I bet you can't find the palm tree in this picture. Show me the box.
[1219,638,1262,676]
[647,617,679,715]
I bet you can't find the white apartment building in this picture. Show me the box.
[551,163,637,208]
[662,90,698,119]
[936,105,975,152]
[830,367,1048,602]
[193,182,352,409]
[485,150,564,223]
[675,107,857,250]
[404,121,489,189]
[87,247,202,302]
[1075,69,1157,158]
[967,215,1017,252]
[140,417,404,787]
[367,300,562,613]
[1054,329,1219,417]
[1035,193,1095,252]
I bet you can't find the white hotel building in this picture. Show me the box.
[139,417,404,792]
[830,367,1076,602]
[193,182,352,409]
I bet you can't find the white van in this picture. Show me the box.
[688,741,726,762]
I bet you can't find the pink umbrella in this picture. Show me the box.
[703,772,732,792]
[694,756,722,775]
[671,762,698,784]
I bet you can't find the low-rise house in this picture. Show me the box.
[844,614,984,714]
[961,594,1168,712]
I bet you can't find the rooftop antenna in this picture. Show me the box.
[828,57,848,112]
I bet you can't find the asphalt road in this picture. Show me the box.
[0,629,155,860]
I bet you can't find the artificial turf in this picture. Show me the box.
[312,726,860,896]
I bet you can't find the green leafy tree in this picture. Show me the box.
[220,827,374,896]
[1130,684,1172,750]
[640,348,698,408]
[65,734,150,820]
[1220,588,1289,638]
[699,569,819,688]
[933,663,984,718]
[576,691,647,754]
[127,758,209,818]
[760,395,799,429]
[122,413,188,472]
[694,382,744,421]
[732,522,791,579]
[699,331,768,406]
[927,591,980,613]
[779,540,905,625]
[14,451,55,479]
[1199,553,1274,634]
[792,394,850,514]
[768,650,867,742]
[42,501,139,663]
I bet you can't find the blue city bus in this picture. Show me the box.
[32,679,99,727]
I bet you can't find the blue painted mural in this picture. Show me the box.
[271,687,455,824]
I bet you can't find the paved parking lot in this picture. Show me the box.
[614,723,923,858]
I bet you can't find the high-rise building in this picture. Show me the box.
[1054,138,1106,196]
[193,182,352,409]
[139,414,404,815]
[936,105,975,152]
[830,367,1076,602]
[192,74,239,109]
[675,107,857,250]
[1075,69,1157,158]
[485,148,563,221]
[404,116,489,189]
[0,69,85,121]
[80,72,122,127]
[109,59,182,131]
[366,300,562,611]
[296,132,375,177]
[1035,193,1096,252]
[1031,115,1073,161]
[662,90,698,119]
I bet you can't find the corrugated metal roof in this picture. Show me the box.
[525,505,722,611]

· · · ·

### PROBLEM REQUIREMENTS:
Retype every row above, line for line, without changing anything.

### TASK RESULT:
I bet you can't find the palm tree in this picture. Show me the box.
[1219,638,1262,676]
[647,617,679,715]
I bet you can't find the white apartment building in this picture. Show me the box.
[551,163,637,208]
[662,90,698,119]
[936,105,975,152]
[830,367,1048,602]
[193,182,352,409]
[485,150,564,223]
[675,107,857,250]
[404,121,489,189]
[87,247,202,302]
[1075,69,1157,158]
[967,215,1017,252]
[140,417,404,787]
[367,300,562,613]
[1054,329,1219,417]
[1035,193,1095,252]
I bet you can't find the white hotel building in this picture. Show me the box.
[139,417,404,792]
[830,367,1076,602]
[193,182,352,409]
I bet you can't find the white van in this picture. Show me the box.
[688,741,726,762]
I bet you can't find the pink umbrella in this picture. Show me the box.
[703,772,732,792]
[694,756,722,775]
[671,762,698,784]
I bet you can't find the low-rise house in this picture. Show me the box.
[844,614,984,714]
[961,594,1168,712]
I bet you can't find the rooftop antenna in this picture. Show me the box.
[828,57,848,112]
I bet you can't find the asphalt road in this picture. Show me the box.
[0,629,155,860]
I bet you can't find the artificial turf in this picture. Show me the box.
[312,726,860,896]
I bet you can't find the green leafy tree in this picture. Show me the box.
[220,827,374,896]
[1130,684,1172,750]
[640,348,698,408]
[65,734,150,820]
[1220,588,1289,638]
[699,569,819,688]
[933,663,984,718]
[576,691,647,754]
[127,758,209,818]
[760,395,799,429]
[122,413,188,472]
[694,382,744,421]
[732,522,791,579]
[699,331,768,406]
[927,591,980,613]
[779,540,905,625]
[14,451,55,479]
[1199,553,1274,634]
[792,394,850,514]
[768,650,867,742]
[42,501,139,663]
I bet you can't find the blue city bus in this picture. Show me the box.
[32,679,99,727]
I bet you can't find the blue painted mural in this picture. Show me the box.
[271,687,455,824]
I bet you can't find the paved parking lot in this picture. Show me the box.
[614,723,923,858]
I bet you can't find the high-rise building in this picture. Show me the box.
[1054,138,1106,196]
[193,182,352,409]
[139,414,404,815]
[936,105,975,152]
[830,367,1076,602]
[192,74,239,109]
[675,107,857,250]
[1075,69,1157,158]
[485,148,563,221]
[404,116,489,189]
[0,69,85,121]
[80,72,122,127]
[109,59,182,131]
[366,300,562,611]
[296,132,375,177]
[1035,193,1096,252]
[1031,115,1073,161]
[662,90,698,119]
I bet you can't find the corrugated metal roof in this picture. Show me the box.
[525,505,722,611]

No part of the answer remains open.